--- Exercise task ---
Locate every line of the entries below that contains the word "green", and copy each such line in full.

--- Extracted data ---
○ ○ ○ ○

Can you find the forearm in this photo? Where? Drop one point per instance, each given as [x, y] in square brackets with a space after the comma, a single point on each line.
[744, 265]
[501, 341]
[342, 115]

○ ○ ○ ○

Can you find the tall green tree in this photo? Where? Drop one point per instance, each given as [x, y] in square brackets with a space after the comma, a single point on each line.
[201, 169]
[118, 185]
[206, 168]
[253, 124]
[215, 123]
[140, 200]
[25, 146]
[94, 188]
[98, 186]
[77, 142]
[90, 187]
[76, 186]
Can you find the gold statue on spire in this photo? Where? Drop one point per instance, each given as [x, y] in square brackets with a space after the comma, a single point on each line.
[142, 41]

○ ○ ○ ○

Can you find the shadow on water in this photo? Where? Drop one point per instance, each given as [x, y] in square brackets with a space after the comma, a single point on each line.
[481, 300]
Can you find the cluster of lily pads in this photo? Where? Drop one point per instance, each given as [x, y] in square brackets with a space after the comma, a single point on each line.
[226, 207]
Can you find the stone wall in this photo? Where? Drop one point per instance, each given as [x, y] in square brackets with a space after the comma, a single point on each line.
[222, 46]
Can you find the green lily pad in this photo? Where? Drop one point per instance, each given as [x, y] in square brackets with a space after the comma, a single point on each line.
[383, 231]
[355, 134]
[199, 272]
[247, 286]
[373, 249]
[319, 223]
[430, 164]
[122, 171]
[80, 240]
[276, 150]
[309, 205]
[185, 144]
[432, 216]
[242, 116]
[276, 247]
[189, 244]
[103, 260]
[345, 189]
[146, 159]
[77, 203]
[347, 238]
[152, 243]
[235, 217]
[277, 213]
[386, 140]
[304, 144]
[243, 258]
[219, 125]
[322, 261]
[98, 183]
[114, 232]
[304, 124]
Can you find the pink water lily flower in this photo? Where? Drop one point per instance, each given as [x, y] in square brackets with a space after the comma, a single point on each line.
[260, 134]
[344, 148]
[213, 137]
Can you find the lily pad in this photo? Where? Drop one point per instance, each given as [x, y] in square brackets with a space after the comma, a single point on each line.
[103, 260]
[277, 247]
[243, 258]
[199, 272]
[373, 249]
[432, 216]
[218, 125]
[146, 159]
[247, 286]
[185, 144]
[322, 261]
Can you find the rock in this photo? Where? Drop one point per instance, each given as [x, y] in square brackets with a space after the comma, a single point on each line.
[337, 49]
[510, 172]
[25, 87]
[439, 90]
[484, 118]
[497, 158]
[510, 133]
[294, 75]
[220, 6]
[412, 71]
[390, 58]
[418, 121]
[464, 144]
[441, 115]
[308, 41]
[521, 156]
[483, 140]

○ ○ ○ ○

--- Written answer ---
Can you find the tall green tree in this photo? Where? Drop one point per instance, each given as [x, y] in square brackets with a space after the comma, a single point on each line.
Can you find the green lily pad in this photo? Where? Drop one point per instance, each given as [x, y] in square brackets with a space after the comma, a single point on each line.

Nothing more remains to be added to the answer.